Friedrich von Matthisson (23 January 1761 – 12 March 1831) was a German poet, an early member of the German Romantic movement. His best known poem is probably Adelaide, which was set to music by Beethoven.

==Biography==
He was born at Hohendodeleben near Magdeburg, the son of the village pastor, on 23 January 1761. After studying theology and philology at the university of Halle, he was appointed in 1781 master at the classical school Philanthropinum in Dessau. This once famous seminary was, however, then rapidly decaying in public favor, and in 1784 Matthisson was glad to accept a travelling tutorship. He lived for two years with the Swiss author Bonstetten at Nyon on Lake Geneva.

In 1794 he was appointed reader and traveling companion to Princess Louisa of Anhalt-Dessau (wife of Leopold III, Duke of Anhalt-Dessau). They visited Switzerland, Tyrol, and Italy. For a time, they were joined in their travels by Danish author and salonist Friederike Brun. After Princess Louisa's death in 1811, he entered the service of the king of Württemberg, was ennobled, created counselor of legation, appointed intendant of the court theatre and chief librarian of the royal library at Stuttgart. He resided for a time in Italy. In 1828 he retired and settled at Wörlitz near Dessau, where he died on 12 March 1831.

==Writings==
Matthisson enjoyed for a time a great popularity on account of his Poems (Gedichte; 1787; 15th ed., 1851; new ed., 1876), which Schiller extravagantly praised for their melancholy sweetness and their fine descriptions of scenery. The Encyclopædia Britannica Eleventh Edition praised his verse as melodious and written with musical language, but complains that the thought and sentiments expressed are too often artificial and insincere. The 1905 New International Encyclopaedia judges "his verse melodious and graceful, especially in rural description, but never strong." His Adelaide was rendered famous by Beethoven's setting. Of Matthisson's elegies, Elegy in the Ruins of an Old Castle (Die Elegie in den Ruinen eines alten Bergschlosses) was still popular in 1911, and is praised by the 1879 American Cyclopaedia as one of his finest lyrics. He edited selections from the lyric poets of Germany under the title of Lyrische Anthologie (20 vols., Zürich, 1803–07). His Reminiscences (Erinnerungen; 5 vols., 1810-1816), contain interesting accounts of his travels.

Matthisson's Writings (Schriften) appeared in eight volumes (1825-1829), of which the first contains his poems and the other seven his Erinnerungen; a ninth volume was added in 1833 containing his biography by Heinrich Döring. His Literary Remains (Literarischer Nachlass), with a selection from his correspondence, was published in four volumes by F. R. Schoch in 1832.

## Given data

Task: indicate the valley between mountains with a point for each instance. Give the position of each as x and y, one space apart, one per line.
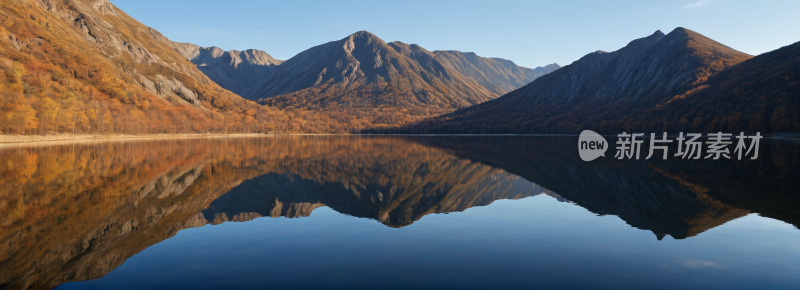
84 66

==

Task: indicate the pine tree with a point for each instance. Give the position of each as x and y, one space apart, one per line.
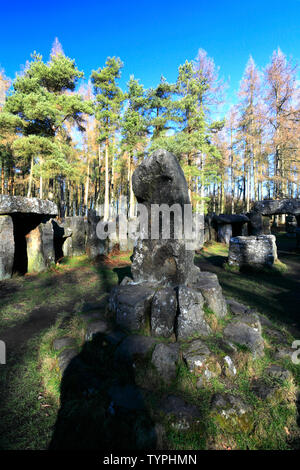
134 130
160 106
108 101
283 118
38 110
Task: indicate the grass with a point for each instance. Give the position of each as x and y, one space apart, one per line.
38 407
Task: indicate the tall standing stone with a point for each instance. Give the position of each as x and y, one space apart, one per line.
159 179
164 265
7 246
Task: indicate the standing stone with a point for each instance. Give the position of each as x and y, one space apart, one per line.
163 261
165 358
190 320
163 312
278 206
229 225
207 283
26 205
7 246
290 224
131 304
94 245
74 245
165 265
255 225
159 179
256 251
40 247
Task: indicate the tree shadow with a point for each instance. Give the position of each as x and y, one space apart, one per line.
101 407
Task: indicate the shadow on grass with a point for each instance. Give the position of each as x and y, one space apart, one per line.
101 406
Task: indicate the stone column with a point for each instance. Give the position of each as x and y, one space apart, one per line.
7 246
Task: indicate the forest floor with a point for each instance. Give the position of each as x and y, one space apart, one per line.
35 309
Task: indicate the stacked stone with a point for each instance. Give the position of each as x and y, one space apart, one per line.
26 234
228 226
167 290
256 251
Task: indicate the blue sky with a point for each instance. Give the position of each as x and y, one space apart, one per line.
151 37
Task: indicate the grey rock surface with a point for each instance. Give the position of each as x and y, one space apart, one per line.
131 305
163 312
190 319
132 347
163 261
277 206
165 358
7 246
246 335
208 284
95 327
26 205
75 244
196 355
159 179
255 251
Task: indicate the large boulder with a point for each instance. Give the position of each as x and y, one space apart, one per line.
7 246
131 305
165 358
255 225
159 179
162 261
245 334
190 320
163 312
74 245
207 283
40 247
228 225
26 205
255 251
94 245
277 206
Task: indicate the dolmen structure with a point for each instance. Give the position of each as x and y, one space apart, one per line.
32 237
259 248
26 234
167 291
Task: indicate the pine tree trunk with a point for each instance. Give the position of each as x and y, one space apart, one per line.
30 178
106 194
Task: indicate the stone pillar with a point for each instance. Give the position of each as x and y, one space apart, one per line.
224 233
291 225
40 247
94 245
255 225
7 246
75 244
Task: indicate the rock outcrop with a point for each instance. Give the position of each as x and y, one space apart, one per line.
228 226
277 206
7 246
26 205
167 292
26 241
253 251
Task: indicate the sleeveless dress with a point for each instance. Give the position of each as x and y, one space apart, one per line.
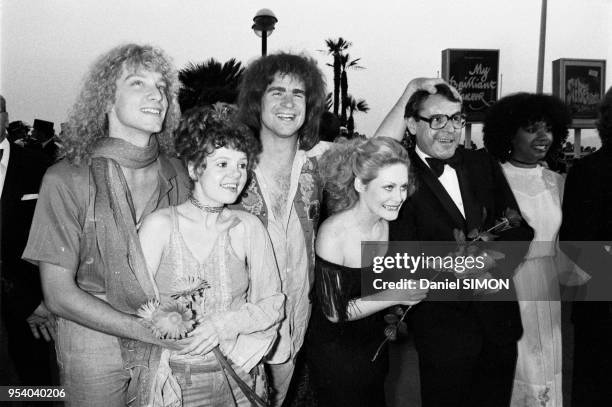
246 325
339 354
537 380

## What you need to do
1 – Summarize the Matthisson passage in two sentences.
2 – Reproduce the Matthisson passage between "Friedrich von Matthisson" and "on Lake Geneva.", inclusive.
The records have no connection to the Matthisson passage.

## Answers for the tasks
1 – Friedrich von Matthisson (1761–1831) was a German poet of the early Romantic movement who studied at Halle, taught at the Philanthropinum in Dessau, and served Princess Louisa of Anhalt-Dessau as reader and traveling companion. He later held court posts under the king of Württemberg before retiring to Wörlitz, and his Poems were once very popular and praised by Schiller, while his Adelaide became famous through Beethoven's setting.

2 –
Friedrich von Matthisson (23 January 1761 – 12 March 1831) was a German poet, an early member of the German Romantic movement. His best known poem is probably Adelaide, which was set to music by Beethoven.

==Biography==
He was born at Hohendodeleben near Magdeburg, the son of the village pastor, on 23 January 1761. After studying theology and philology at the university of Halle, he was appointed in 1781 master at the classical school Philanthropinum in Dessau. This once famous seminary was, however, then rapidly decaying in public favor, and in 1784 Matthisson was glad to accept a travelling tutorship. He lived for two years with the Swiss author Bonstetten at Nyon on Lake Geneva.